## EXERCISE REQUIREMENTS:
Starting at the line that holds "Practice step: identify the cast", copy every line exactly through the end of the data, and no others.

***

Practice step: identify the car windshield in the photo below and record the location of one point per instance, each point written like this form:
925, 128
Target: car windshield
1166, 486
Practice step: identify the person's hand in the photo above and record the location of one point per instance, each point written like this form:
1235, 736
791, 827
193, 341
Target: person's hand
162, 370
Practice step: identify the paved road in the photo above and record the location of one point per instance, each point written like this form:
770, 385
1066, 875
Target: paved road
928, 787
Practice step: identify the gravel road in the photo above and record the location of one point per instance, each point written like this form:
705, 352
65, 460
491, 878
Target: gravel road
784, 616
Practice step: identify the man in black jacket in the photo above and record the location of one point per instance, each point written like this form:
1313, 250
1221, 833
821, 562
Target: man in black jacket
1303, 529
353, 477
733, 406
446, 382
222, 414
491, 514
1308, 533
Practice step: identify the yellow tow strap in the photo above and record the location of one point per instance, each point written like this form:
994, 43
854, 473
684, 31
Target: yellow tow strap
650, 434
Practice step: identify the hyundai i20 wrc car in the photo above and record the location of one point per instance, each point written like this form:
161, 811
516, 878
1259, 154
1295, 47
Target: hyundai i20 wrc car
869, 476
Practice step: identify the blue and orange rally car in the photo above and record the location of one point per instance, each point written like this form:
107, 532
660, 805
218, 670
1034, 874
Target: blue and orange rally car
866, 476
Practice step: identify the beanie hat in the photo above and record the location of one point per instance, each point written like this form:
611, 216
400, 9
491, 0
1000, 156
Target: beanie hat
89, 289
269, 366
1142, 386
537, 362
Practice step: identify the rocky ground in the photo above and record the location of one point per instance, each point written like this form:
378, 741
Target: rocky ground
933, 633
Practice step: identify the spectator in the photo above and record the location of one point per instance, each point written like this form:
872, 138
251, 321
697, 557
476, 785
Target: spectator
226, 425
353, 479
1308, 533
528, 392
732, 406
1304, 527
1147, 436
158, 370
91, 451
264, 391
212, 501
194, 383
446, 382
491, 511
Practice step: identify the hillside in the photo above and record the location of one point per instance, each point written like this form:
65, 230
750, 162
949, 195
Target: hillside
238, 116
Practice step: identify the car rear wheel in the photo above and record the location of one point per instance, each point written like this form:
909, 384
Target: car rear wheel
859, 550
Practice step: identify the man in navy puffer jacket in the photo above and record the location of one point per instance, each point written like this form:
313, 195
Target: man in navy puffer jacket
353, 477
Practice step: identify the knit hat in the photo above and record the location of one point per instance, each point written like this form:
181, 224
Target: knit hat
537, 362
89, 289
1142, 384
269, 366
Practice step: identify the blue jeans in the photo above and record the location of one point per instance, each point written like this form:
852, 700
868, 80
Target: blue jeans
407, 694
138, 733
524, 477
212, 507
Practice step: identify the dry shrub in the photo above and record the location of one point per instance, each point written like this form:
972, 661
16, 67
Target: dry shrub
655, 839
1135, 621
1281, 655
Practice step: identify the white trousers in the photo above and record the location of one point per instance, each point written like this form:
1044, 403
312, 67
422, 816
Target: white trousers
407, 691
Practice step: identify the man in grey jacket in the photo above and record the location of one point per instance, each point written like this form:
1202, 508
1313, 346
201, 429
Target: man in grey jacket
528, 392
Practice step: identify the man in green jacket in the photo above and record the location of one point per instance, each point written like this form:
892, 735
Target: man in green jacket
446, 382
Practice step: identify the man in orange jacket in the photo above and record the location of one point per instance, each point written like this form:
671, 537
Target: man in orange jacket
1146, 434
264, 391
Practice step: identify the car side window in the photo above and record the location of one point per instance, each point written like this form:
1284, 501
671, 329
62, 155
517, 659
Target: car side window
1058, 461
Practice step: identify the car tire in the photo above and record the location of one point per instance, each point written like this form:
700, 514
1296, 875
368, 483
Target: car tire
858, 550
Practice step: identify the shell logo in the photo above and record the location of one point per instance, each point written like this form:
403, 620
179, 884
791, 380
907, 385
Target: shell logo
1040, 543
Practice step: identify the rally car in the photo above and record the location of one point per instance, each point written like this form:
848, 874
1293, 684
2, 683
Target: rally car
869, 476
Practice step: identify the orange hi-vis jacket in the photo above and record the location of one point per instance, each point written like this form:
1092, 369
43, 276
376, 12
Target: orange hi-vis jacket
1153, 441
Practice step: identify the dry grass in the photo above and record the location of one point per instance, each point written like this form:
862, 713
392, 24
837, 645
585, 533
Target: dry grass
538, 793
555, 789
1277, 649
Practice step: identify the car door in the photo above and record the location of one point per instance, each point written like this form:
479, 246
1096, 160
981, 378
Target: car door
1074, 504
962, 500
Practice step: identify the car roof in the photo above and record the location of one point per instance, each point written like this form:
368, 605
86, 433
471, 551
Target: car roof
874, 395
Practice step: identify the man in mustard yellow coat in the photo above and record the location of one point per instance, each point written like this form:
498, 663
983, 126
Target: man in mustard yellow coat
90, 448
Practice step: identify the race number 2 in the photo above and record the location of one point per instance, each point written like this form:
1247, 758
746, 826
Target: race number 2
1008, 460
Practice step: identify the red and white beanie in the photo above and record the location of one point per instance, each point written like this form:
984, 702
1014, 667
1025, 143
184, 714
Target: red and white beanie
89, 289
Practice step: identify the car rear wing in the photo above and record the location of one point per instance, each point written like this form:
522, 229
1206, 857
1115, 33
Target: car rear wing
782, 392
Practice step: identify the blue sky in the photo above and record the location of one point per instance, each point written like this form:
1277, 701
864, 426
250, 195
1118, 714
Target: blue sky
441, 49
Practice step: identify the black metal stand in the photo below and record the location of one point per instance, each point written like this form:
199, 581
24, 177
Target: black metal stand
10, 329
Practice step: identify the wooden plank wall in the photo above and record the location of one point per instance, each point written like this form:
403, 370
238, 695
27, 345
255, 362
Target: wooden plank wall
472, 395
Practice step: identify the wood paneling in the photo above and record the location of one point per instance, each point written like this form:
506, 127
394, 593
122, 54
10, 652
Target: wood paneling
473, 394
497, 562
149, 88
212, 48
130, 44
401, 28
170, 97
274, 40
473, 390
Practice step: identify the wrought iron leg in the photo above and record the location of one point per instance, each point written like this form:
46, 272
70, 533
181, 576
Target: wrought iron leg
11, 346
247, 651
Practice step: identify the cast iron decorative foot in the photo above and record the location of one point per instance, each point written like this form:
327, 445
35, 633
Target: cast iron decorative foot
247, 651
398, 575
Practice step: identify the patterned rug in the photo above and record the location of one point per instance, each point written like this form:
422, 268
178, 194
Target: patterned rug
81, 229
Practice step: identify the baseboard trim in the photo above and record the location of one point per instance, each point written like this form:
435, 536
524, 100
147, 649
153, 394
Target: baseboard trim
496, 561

***

## CORRECT ANSWER:
Practice step: identify the cast iron decorative foot in the photo above and record the location of one point per instance, each point written like this form:
327, 445
35, 633
Target: cast iron decorative foot
247, 651
398, 575
Practice step: identify the patterned rug in the photo above and record the location of one point per instance, each point written like this form:
422, 268
178, 194
Target: patterned rug
81, 229
Practice step: identify the baseboard trim in the photo above and record the location of one point per instance, each point written like this form:
435, 536
524, 100
147, 649
153, 394
Target: baseboard trim
496, 561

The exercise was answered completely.